### WHAT YOU SHOULD DO
In the extract, what background does Kiran Bhat have?

Kiran Bhat is a young lion who has the background of a poet. His ideas put forward in this book are phenomenally socio-forward-thinking. As he struggles for recognition and searching for grace, concept and narrative, style and technique and legacies of the past with their transitional figures of prophecy, realism and modernism, at the end of the day he finds himself standing in the gap of both philosopher and theologian. We think that the fixed and variant sociological ideas of a society transitioning itself into an ultra-democracy wills itself against the grain of neo-conceptualisation. For myself, I think that we live with three identities in a leading European discourse, the metamorphosis of the working classes to the Black elite in Africa, and the Black working-class individuals exist in their own pool of thought. We have to look at the social identity in the context of experimental identity and the complex identity of the co-dependent, inter-dependent and non-active participant as individuals, build their identity as such on the premise of an ultra-democratic nation built upon socialisation, social cohesion, and the integrational.

### GIVEN DATA
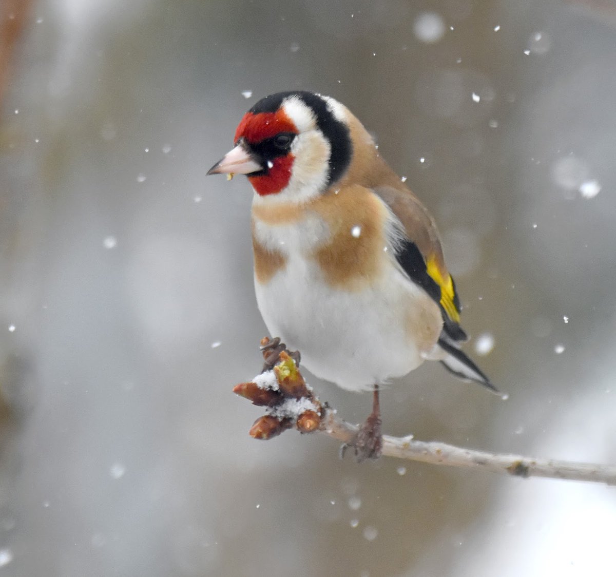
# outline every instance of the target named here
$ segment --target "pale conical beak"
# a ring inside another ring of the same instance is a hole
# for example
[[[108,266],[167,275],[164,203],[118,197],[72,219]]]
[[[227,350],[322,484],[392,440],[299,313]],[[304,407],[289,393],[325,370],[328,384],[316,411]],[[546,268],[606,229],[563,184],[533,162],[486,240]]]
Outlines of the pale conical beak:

### TASK SOLUTION
He has the background of a poet.